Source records
◇ ◇ ◇ ◇ ◇

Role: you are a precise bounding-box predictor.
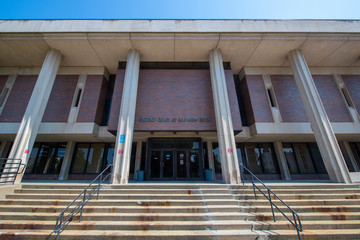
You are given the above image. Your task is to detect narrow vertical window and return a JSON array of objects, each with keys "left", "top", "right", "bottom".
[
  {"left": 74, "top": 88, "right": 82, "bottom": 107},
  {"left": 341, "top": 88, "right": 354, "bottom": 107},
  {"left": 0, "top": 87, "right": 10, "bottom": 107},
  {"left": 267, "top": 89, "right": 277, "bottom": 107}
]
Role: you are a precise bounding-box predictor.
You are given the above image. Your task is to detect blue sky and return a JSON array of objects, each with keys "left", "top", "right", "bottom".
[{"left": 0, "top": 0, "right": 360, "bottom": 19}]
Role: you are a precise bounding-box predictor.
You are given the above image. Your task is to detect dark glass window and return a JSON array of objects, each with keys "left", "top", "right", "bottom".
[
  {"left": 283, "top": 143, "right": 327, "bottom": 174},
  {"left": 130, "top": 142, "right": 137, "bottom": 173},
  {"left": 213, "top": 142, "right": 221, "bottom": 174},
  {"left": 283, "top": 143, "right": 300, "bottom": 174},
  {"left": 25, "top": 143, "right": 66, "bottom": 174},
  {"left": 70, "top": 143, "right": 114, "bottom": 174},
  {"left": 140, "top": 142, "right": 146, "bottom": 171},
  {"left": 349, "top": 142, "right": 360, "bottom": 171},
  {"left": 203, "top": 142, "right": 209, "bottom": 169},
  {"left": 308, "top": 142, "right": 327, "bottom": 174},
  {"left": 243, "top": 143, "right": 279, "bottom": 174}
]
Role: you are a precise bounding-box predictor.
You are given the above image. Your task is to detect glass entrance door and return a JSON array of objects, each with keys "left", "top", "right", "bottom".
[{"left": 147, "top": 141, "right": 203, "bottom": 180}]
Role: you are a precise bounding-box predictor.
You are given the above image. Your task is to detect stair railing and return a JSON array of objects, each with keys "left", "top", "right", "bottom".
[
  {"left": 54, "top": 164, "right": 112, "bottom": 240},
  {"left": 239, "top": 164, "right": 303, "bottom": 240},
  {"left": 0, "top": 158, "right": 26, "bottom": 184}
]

◇ ◇ ◇ ◇ ◇

Which lines of the records contain the string "given"? Pick out each of those lines in full, matching uppercase and lowercase exactly.

You are given the above image. Your task is to detect narrow vertical window and return a JSON array of objects, each with keys "left", "top", "right", "bottom".
You are given the above image. Your task is to detect blue sky and return a JSON array of objects, each with keys "left", "top", "right", "bottom".
You are given the above image. Your task is to detect dark glass window and return a JSON array of objects, each with keys "left", "top", "right", "bottom".
You are given the above image. Your task is to detect glass entrance door and return a JSON array of objects, each with keys "left", "top", "right", "bottom".
You are given the above image. Your task is to detect stair railing and return a JSON array of objects, each with keys "left", "top", "right", "bottom".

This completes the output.